* _EXCERPTED TEXT_:
——————————
Triatoma sanguisuga

Features
By Laura Maurer

Geographic Range

Triatoma sanguisuga is found in the southeastern United States and throughout Latin America. This range includes both the Nearctic and Neotropical regions. It occupies North America in a range stretching from Pennsylvania to Florida and as far west as Arizona. Most research on this insect is performed only with regard to the United States, so an exact range in Latin American is unknown.

Habitat

Triatoma sanguisuga is found in terrestrial and wooded environments where small mammals live. Wood rats are the most common host for these blood sucking insects, and the rat nests provide a convenient home for the insects. Large flat rocks, detritus, and wood piles provide structural support for the rat nests and safety for the insects because they can feed, digest, and lay their eggs within. Triatoma sanguisuga also nests in human residences or farms when utilizing other animal sources of blood. It can be found under loose wooden floorboards and older building structures.

Physical Description

Triatoma sanguisuga is on average 22 mm long and exhibits bilateral symmetry. It has an oval-shaped black body with red stripes on the outer edge of its thorax that continue onto its abdomen. Its two rear legs are twice as long as its four front legs. Its narrow head projects from its body, with large eyes protruding from half-way. T. sanguisuga has a significant proboscis on its head that is used to enter the blood vessel of its host during feeding. Jointed antennae also project from mid-way on the head. The sensory organs on the antennae, called sensilla, exhibit one example of sexual dimorphism in T. sanguisuga , where males have a higher density and different patterns than females. Nymphal instars are morphologically similar to adults, except they lack wings and their heads are slightly smaller. Eggs are small, white ovals measuring between 1 to 2 mm.

Different populations of the insect are influenced by different geographical barriers - and consequently, multiple haplotypes and physical characteristics have developed.

  • Sexual Dimorphism
  • sexes colored or patterned differently

Development

These insects are hemimetabolous, and have incomplete metamorphosis. Life stages include the egg, nymph (instars), and adult. The eggs of Triatoma sanguisuga are deposited once the female has been fertilized and has received a blood meal. During embryonic development, a higher environmental temperature speeds development. A nymphal instar finds a blood meal 2 to 3 days after hatching. During the nymphal stage, T. sanguisuga undergoes ecdysis, which is repeated cycles of shedding. After sufficient feeding and digestion time, the molting hormone is released which signals the nymphal instar to molt. If born early in the warm season, a nymph can complete five instar stages, each separated by a molt. It undergoes hibernation during the winter months, during which it remains in an awakened sluggish state. The remaining nymphal stages are completed the following year if not completed in the first summer season. After completing 8 nymphal instar stages, the insect is considered to be an adult.
——————————
* _ACTION ITEM_: Condense the paragraph in the Triatoma sanguisuga text that begins "Triatoma sanguisuga is found in terrestrial and wooded" into a short bulleted list that keeps its main facts.

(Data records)
——————————
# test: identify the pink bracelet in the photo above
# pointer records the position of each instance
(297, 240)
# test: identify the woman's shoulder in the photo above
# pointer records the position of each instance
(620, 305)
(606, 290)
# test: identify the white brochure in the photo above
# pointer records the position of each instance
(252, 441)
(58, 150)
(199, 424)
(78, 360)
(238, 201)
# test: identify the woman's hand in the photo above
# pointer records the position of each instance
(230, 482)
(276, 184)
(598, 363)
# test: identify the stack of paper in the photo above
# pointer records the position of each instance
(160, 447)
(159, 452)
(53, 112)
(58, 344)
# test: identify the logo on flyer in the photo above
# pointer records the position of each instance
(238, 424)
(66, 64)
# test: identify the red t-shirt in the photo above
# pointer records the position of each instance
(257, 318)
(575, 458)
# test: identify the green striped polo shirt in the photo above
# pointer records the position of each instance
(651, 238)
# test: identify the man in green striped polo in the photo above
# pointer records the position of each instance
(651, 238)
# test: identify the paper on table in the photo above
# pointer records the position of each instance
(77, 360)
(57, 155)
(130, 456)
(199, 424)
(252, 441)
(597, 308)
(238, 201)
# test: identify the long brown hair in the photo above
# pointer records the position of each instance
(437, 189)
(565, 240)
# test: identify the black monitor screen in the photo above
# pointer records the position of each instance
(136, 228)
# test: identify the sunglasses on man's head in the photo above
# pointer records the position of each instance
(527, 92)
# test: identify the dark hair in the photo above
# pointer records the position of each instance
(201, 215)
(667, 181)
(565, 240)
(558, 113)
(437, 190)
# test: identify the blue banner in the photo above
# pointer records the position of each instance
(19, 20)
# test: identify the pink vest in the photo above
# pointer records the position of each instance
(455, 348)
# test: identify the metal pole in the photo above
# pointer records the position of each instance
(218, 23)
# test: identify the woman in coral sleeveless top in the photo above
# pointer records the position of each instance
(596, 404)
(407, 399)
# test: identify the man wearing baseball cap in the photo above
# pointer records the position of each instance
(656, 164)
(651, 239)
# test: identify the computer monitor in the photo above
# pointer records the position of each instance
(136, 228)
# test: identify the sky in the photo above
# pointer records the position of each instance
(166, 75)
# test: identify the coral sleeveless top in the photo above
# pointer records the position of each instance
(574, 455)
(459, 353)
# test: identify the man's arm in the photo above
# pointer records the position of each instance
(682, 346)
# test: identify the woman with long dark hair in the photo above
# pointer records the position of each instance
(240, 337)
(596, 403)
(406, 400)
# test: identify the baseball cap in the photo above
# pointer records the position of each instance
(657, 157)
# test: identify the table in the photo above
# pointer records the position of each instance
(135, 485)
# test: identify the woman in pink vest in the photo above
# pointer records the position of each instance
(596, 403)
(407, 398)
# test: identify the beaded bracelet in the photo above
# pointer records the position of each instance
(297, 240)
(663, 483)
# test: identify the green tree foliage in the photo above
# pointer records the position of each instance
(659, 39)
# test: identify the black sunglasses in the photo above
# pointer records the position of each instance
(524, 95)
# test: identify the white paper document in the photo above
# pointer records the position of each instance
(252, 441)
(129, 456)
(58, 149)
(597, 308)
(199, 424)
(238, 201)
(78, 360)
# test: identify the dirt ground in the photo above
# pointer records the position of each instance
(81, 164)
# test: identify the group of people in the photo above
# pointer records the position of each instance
——————————
* _RESULT OF THIS EXERCISE_:
- Lives in terrestrial and wooded environments where small mammals live.
- Wood rats are its most common host, and their nests give it a convenient home.
- Large flat rocks, detritus, and wood piles support the rat nests and keep the insects safe, since they can feed, digest, and lay eggs there.
- It also nests in human residences or on farms when using other animals for blood.
- It can be found under loose wooden floorboards and in older buildings.